# Belge alıntısı

════

Emsal Mahkeme Kararı İstanbul Anadolu 4. Asliye Ticaret Mahkemesi 2018/1428 E. 2021/537 K. 07.07.2021 T.

Görüntülediğiniz mahkeme kararı henüz kesinleşmemiştir. Yararlı olması amacıyla eklenmiştir.

T.C. İstanbul Anadolu 4. Asliye Ticaret Mahkemesi
ESAS NO: 2018/1428 Esas
KARAR NO: 2021/537
DAVA: İtirazın İptali (Ticari Satımdan Kaynaklanan)

════

# Gösterilen öğeler
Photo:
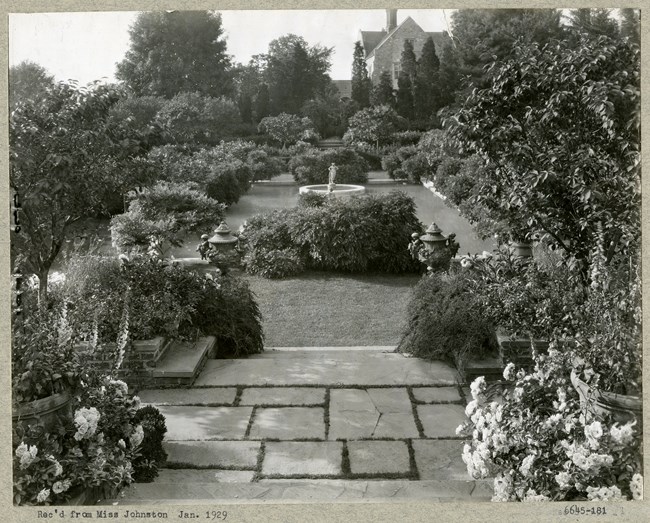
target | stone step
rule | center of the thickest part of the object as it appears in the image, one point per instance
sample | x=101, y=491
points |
x=178, y=488
x=323, y=368
x=180, y=365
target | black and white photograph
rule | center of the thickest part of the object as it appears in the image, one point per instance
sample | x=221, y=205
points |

════

# Yapılacaklar
[1] Mahkeme kararı metnine göre davanın konusu nedir?
[2] Mahkeme kararı metni, henüz kesinleşmemiş olan bu kararın neden eklendiğini belirtiyor; bu gerekçeyi açıklayın.
[3] Mahkeme kararı metninde büyük harfle yazılıp iki nokta üst üste ile biten başlıkların tümünü sıralayın.

# Yanıtlar
[1] İtirazın İptali (Ticari Satımdan Kaynaklanan)

[2] Karar henüz kesinleşmemiş olsa da yararlı olması amacıyla eklenmiştir.

[3] ESAS NO, KARAR NO, DAVA